--- Passage given ---

+ + + +

In case you don’t know the background, here’s the short version: Around 1980, macroeconomists abandoned the models they had been using and switched to something very different. The old kind of model was called structural econometric modeling (SEM), based on equations for economic aggregates -- investment in office buildings, consumption of cars, etc. These models were also called “Keynesian,” because they usually included some assumptions that were loosely based on the writings of economist John Maynard Keynes. The new type of model was called dynamic stochastic general equilibrium (DSGE), and it tried to account for the individual decisions of consumers and producers. Everyone, and I mean everyone in academia, abandoned SEMs in a very short period of time, and many switched over to DSGEs.
Why did DSGE models take over? Two reasons. The first was the stagflation of the 1970s. The Keynesian SEMs predicted that when the Federal Reserve lowered interest rates, it should have given the economy a boost; instead, all it did was create useless, harmful inflation. This made a big impression on economists. About a year ago I asked a group of economists whether the Fed should temporarily adopt a higher inflation target. Robert Lucas, who probably has more claim than anyone to being the father of modern macroeconomics, thundered: “We tried (stupid) inflation! It didn’t (dang) work!”
Now, it was possible to tweak the old Keynesian SEM models to explain why inflation didn’t boost the economy. But at the same time, the aforementioned Lucas and some other heavyweights such as Tom Sargent were revealing that there was a very deep reason those SEM’sshouldn’t work. It boils down to the famous saying that “correlation doesn’t equal causation.” Suppose economists noticed that businesses where people wear Star Trek T-shirts are more productive than others. Simple -- just have everyone wear a Star Trek T-shirt, and you’ll boost national productivity, right? Wrong.
In the same way, Lucas showed that trying to boost gross domestic product by raising inflation might be like the tail trying to wag the dog. To avoid that kind of mistake, he and his compatriots declared, macroeconomists needed to base their models on things that wouldn’t change when government policy changed -- things like technology, or consumer preferences. And so DSGE was born. (DSGE also gave macroeconomists a chance to use a lot of cool new math tricks, which probably increased its appeal.)
OK, history lesson over. So why is this important now?
Well, for one thing, the finance industry has ignored DSGE models. That could be a big mistake!
Suppose you’re a macro investor. If all you want to do is makeunconditional forecasts -- say, GDP next quarter – then you can go ahead and use an old-style SEM model, because you only care about correlation, not causation. But suppose you want to make a forecast of the effect of a government policy change -- for example, suppose you want to know how the Fed’s taper will affect growth. In that case, you need to understand causation -- you need to know whether quantitative easing is actually changing people’s behavior in a predictable way, and how.

+ + + +

--- Dataset extract ---
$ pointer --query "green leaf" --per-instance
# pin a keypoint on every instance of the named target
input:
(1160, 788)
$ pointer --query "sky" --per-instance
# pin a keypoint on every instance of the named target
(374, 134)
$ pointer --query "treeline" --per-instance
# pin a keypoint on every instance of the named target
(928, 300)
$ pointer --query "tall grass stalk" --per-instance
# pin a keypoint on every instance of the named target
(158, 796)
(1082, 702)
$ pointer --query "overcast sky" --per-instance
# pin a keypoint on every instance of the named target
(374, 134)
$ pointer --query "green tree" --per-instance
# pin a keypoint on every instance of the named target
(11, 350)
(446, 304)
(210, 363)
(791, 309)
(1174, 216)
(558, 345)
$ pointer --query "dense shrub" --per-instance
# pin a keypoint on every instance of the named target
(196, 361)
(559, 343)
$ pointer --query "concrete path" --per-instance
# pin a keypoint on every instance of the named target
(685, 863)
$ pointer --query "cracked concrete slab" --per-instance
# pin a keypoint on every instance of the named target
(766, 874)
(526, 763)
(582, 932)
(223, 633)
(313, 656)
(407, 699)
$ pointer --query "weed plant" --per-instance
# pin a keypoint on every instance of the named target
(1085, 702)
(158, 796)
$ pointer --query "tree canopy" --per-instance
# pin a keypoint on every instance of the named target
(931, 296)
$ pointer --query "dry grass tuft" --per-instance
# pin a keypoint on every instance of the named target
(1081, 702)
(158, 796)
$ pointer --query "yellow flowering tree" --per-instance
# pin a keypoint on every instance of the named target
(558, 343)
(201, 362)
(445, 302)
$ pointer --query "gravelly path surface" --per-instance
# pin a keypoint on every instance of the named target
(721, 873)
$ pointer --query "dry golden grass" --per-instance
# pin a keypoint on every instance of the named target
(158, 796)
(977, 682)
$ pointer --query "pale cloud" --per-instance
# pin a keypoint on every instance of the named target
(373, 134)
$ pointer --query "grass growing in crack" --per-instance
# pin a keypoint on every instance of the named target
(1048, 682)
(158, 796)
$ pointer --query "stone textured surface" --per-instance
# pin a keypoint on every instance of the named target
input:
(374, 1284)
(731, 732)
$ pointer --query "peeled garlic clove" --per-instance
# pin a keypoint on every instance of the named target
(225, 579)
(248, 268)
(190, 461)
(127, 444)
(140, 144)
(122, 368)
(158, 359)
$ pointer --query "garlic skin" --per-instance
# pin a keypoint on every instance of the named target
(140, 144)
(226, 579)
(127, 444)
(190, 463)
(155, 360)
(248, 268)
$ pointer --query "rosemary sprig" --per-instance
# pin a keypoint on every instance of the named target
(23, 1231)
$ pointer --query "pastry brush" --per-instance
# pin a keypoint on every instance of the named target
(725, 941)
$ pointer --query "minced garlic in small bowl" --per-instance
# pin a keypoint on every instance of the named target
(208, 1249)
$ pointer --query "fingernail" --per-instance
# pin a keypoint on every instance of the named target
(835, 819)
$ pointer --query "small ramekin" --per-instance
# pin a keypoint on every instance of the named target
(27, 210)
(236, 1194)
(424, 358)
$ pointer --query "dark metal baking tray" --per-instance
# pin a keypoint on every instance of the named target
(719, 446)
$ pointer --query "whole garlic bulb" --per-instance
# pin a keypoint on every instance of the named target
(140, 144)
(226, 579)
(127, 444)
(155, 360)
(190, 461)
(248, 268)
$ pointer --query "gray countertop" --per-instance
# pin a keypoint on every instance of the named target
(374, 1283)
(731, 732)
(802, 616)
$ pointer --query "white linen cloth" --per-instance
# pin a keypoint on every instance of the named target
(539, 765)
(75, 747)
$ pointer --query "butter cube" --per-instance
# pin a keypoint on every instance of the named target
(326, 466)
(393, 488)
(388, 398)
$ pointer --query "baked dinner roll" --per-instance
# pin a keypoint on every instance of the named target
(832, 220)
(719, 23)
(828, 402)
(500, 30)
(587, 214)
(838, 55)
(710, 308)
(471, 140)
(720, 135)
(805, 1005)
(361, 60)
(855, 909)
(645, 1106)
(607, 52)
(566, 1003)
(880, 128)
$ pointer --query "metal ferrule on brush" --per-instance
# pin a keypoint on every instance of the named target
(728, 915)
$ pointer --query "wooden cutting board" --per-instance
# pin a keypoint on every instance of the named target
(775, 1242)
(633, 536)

+ + + +

--- Task instructions ---
Carry on the passage about macroeconomic models, starting right after its last sentence.

--- The result ---
This is what DSGE models are supposed to do. This is why academic macroeconomists use these models. So why doesn’t anyone in the finance industry use them? Maybe industry is just slow to catch on. But with so many billions upon billions of dollars on the line, and so many DSGE models to choose from, you would think someone at some big bank or macro hedge fund somewhere would be running a DSGE model. And yet after asking around pretty extensively, I can’t find anybody who is.
One unsettling possibility is that the academic macroeconomists of the '70s and '80s simply bit off more than they could chew. Modeling a big thing (like the economy) as the outcome of a bunch of little things (like the decisions of consumers and companies) is a difficult task. Maybe no DSGE is going to do the job. And maybe finance industry people simply realize this.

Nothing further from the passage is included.